▶ [EXERCISE GOAL]
For the entries below, say how many lines include the word "found" and add nothing else.

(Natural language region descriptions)
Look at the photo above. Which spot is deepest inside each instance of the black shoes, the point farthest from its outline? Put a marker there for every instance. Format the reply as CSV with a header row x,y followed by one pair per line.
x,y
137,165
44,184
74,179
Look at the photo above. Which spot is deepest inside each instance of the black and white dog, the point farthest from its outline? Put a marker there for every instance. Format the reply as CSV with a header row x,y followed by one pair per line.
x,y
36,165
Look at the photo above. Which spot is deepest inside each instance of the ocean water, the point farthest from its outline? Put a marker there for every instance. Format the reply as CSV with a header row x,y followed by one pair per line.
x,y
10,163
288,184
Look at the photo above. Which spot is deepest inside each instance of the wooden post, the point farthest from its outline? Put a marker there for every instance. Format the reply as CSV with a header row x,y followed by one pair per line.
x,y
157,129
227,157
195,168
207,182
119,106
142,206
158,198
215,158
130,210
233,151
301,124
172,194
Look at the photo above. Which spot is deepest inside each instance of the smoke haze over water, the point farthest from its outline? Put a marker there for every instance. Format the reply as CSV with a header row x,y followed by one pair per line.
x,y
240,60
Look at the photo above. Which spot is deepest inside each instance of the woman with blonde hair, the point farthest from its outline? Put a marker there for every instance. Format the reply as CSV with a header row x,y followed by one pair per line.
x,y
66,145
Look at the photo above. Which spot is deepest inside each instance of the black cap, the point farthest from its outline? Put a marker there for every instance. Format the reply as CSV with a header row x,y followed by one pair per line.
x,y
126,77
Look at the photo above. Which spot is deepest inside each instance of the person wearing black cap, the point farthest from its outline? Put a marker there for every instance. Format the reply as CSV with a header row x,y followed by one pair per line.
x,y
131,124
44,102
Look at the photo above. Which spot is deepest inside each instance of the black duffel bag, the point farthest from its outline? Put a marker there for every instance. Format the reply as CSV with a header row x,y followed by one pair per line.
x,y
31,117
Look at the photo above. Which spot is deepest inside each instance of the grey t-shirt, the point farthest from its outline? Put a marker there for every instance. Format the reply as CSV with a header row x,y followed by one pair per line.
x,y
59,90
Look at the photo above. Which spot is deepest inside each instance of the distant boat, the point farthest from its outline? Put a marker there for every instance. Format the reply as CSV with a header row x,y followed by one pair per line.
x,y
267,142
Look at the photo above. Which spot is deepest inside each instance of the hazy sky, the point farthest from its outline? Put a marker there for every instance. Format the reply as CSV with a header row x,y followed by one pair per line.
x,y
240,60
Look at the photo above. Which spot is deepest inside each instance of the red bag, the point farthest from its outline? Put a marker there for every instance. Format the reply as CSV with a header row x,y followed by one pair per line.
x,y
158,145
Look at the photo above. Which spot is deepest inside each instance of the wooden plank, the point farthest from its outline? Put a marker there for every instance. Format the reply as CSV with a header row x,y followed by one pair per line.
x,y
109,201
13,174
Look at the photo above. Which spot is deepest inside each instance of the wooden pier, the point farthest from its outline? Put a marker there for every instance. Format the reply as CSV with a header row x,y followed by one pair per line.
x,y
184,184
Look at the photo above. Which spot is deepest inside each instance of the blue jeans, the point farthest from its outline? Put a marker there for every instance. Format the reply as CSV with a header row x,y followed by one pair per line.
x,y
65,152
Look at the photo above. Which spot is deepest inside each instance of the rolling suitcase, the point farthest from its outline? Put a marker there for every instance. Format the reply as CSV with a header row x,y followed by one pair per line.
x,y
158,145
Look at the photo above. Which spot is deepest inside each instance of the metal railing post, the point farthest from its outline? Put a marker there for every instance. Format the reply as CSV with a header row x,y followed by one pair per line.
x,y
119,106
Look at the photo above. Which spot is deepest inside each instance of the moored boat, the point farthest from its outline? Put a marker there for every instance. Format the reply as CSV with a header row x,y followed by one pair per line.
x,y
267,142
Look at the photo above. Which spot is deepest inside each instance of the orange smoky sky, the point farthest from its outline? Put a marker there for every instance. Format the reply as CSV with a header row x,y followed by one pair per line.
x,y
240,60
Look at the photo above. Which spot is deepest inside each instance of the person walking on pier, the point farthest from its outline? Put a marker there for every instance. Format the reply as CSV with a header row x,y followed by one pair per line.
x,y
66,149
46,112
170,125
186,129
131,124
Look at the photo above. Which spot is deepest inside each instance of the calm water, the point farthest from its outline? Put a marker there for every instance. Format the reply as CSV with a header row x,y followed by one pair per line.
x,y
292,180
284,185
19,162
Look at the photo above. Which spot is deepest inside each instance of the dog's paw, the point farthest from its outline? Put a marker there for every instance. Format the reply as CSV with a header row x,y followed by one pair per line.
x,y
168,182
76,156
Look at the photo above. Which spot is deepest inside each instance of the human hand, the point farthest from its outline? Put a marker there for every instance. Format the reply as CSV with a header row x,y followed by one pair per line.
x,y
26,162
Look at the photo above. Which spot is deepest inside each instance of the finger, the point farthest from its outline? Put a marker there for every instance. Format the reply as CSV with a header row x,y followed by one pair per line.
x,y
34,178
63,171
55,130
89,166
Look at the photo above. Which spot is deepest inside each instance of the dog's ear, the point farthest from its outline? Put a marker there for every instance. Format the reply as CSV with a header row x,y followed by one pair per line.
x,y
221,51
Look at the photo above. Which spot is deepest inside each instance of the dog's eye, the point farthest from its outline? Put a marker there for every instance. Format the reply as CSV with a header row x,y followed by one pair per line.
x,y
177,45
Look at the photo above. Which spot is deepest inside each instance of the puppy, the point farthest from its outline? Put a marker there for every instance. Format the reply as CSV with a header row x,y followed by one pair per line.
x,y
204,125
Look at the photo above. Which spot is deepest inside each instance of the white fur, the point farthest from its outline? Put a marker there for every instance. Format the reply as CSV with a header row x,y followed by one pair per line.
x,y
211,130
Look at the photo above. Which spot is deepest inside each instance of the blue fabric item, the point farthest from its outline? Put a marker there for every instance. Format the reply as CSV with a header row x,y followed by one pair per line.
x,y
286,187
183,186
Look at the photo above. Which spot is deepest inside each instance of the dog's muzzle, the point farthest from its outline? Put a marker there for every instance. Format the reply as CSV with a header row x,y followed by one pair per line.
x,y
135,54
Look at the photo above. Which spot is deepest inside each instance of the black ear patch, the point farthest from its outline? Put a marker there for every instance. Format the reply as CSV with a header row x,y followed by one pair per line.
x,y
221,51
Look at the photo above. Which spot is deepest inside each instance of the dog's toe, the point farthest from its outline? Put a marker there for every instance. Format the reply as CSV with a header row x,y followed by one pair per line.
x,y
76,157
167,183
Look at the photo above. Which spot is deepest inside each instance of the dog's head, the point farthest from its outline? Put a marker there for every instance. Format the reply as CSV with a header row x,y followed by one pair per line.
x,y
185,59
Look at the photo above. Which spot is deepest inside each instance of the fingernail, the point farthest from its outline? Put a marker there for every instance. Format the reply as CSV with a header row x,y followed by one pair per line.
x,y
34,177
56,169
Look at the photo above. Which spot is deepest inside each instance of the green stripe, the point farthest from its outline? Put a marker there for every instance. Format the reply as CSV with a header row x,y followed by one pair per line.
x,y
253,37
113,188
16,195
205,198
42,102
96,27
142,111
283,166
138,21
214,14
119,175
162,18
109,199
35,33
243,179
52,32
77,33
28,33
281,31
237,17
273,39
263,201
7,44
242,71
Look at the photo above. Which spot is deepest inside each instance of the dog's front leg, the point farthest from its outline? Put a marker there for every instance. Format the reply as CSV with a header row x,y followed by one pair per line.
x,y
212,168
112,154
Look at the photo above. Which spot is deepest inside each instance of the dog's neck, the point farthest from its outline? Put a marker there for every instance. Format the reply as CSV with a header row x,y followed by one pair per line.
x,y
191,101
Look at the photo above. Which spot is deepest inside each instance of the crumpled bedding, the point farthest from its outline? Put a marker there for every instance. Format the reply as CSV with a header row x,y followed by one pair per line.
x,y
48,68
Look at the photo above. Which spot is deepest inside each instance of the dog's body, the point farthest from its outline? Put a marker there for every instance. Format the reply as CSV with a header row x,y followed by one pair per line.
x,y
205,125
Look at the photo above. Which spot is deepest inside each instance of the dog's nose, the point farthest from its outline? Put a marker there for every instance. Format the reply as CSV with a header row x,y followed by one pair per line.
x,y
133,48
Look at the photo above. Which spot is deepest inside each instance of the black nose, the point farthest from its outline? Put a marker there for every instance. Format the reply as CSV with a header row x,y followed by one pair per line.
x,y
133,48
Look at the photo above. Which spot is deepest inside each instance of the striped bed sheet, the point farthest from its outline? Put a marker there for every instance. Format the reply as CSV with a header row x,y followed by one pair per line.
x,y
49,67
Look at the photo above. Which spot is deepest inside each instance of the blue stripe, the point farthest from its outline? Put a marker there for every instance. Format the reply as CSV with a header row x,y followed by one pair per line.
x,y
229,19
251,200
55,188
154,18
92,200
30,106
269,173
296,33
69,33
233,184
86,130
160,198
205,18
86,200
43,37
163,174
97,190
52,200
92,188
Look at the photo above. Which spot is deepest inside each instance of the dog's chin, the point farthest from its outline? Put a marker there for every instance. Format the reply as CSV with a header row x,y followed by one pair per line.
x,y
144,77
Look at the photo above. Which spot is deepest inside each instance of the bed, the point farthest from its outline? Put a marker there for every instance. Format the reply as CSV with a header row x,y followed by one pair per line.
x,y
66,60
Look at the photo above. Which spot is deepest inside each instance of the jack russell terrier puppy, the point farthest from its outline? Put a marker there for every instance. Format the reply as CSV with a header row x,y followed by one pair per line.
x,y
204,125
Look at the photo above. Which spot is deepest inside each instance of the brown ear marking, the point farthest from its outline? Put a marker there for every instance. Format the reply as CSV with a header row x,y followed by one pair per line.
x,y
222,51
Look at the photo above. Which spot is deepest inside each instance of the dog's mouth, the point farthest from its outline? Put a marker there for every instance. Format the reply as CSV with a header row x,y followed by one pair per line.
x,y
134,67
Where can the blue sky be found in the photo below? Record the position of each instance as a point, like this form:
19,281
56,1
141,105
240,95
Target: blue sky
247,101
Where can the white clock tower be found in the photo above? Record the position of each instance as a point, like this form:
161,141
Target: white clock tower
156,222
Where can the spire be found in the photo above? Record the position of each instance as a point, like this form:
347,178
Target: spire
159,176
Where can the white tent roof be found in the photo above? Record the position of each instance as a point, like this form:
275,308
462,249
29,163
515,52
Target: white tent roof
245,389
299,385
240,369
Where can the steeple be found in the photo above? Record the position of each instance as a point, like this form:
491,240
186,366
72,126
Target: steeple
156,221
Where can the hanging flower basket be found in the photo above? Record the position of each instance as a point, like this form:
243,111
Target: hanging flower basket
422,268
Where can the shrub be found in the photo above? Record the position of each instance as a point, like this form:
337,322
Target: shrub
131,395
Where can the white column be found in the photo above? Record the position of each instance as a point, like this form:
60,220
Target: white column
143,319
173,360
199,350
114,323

▶ [THE ANSWER]
8